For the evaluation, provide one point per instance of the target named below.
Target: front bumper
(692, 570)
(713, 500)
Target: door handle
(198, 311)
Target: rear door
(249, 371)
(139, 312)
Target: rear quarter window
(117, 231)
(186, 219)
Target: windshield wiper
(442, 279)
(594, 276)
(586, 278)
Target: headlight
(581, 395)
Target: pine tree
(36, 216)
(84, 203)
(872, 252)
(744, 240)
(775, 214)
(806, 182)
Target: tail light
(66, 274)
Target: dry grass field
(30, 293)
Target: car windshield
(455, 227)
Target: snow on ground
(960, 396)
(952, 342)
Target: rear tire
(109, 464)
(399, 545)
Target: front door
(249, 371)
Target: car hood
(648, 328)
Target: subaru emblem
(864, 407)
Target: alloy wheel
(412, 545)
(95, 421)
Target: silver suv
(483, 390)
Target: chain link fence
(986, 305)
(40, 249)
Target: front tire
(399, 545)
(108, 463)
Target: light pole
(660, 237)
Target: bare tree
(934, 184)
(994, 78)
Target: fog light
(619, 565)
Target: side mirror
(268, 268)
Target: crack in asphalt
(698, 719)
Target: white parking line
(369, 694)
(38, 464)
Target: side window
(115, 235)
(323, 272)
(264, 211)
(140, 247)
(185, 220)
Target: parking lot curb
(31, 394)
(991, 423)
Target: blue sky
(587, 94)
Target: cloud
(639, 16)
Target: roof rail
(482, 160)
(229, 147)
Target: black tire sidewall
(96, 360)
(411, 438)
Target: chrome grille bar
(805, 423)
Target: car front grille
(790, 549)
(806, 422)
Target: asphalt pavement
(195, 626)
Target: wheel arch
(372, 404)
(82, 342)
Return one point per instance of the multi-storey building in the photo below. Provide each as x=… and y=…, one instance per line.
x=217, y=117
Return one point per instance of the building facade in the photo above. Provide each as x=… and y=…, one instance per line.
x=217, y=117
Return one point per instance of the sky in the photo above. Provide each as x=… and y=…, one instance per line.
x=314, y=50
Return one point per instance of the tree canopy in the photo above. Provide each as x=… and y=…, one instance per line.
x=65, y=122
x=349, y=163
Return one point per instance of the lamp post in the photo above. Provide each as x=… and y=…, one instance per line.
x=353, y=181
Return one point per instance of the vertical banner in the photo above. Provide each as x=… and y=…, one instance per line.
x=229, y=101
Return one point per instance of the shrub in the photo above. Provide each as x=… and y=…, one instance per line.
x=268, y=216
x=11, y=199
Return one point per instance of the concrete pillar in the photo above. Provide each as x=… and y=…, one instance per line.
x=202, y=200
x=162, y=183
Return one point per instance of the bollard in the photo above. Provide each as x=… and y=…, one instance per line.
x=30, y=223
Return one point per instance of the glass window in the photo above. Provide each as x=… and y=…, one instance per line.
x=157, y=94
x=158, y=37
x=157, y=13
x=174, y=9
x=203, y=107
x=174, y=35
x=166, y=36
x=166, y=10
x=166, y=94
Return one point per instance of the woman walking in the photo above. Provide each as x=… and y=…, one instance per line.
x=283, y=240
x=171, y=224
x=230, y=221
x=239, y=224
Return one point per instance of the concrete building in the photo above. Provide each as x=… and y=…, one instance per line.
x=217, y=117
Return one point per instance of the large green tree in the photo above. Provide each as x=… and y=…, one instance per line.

** Set problem **
Copy all the records above, substituting "occurrence" for every "instance" and leaving everything else as it is.

** Result below **
For the evaluation, provide one point per occurrence of the target named below.
Target: front bumper
(692, 570)
(713, 500)
Target: door handle
(198, 311)
Target: rear door
(249, 371)
(139, 312)
Target: rear quarter window
(117, 231)
(186, 219)
Target: windshield wiper
(442, 279)
(594, 276)
(586, 278)
Target: headlight
(581, 395)
Target: pine tree
(36, 216)
(84, 203)
(872, 252)
(744, 240)
(775, 214)
(806, 182)
Target: tail light
(66, 274)
Target: dry grass field
(30, 293)
Target: car windshield
(455, 227)
Target: snow on ground
(960, 396)
(952, 342)
Target: rear tire
(109, 464)
(399, 545)
Target: front door
(249, 371)
Target: car hood
(648, 328)
Target: subaru emblem
(864, 407)
Target: alloy wheel
(412, 545)
(95, 421)
Target: silver suv
(483, 390)
Target: chain link fence
(986, 305)
(40, 249)
Target: front tire
(399, 545)
(108, 463)
Target: light pole
(660, 237)
Target: bare tree
(934, 184)
(994, 78)
Target: fog light
(619, 565)
Target: side mirror
(268, 268)
Target: crack in asphalt
(698, 719)
Target: white parking line
(369, 694)
(38, 464)
Target: side window
(115, 235)
(323, 272)
(264, 211)
(140, 247)
(185, 220)
Target: parking lot curb
(31, 394)
(991, 423)
Target: blue sky
(587, 94)
Target: cloud
(639, 16)
Target: roof rail
(482, 160)
(229, 147)
Target: black tire sidewall
(96, 360)
(411, 438)
Target: chrome grille bar
(805, 423)
Target: car front grille
(790, 549)
(806, 422)
Target: asphalt pavement
(195, 626)
Target: wheel arch
(372, 404)
(82, 342)
Return one point per occurrence of the multi-storey building in the photo below. Provide each as x=… and y=…, one occurrence per line.
x=217, y=117
Return one point per occurrence of the building facade in the photo above. Provide each as x=… and y=…, one occurrence per line.
x=217, y=117
Return one point per occurrence of the sky in the photo above. Provide each as x=… and y=…, one occurrence per line.
x=314, y=50
Return one point per occurrence of the tree canopy in the photo above. Provide each as x=… and y=…, one occurrence per line.
x=65, y=122
x=349, y=163
Return one point per occurrence of the lamp post in the photo above. Provide each as x=… and y=…, one occurrence per line.
x=353, y=181
Return one point per occurrence of the vertical banner in the photo above. Provide each as x=… and y=…, one occurrence per line.
x=229, y=101
Return one point per occurrence of the shrub in the photo above. Provide each as x=… and y=…, one occurrence per line.
x=268, y=216
x=11, y=199
Return one point per occurrence of the concrete pillar in the photo above. Provide each as x=… and y=…, one occurrence per line.
x=202, y=200
x=162, y=183
Return one point per occurrence of the bollard in the photo above. Provide each as x=… and y=…, one occurrence per line.
x=30, y=223
Return one point per occurrence of the glass window in the photo above. Provide each as x=… and y=…, one occurrence per line.
x=157, y=94
x=158, y=37
x=157, y=13
x=174, y=9
x=203, y=107
x=174, y=35
x=166, y=36
x=166, y=10
x=166, y=94
Return one point per occurrence of the woman walking in the photo above. Provide each as x=… and y=…, one occurrence per line.
x=283, y=240
x=171, y=224
x=230, y=221
x=239, y=224
Return one point per occurrence of the concrete building in the photo above. Provide each as x=… and y=…, one occurrence per line.
x=217, y=117
Return one point per occurrence of the large green tree in the photo above. Provide each as x=… and y=…, one occurrence per line.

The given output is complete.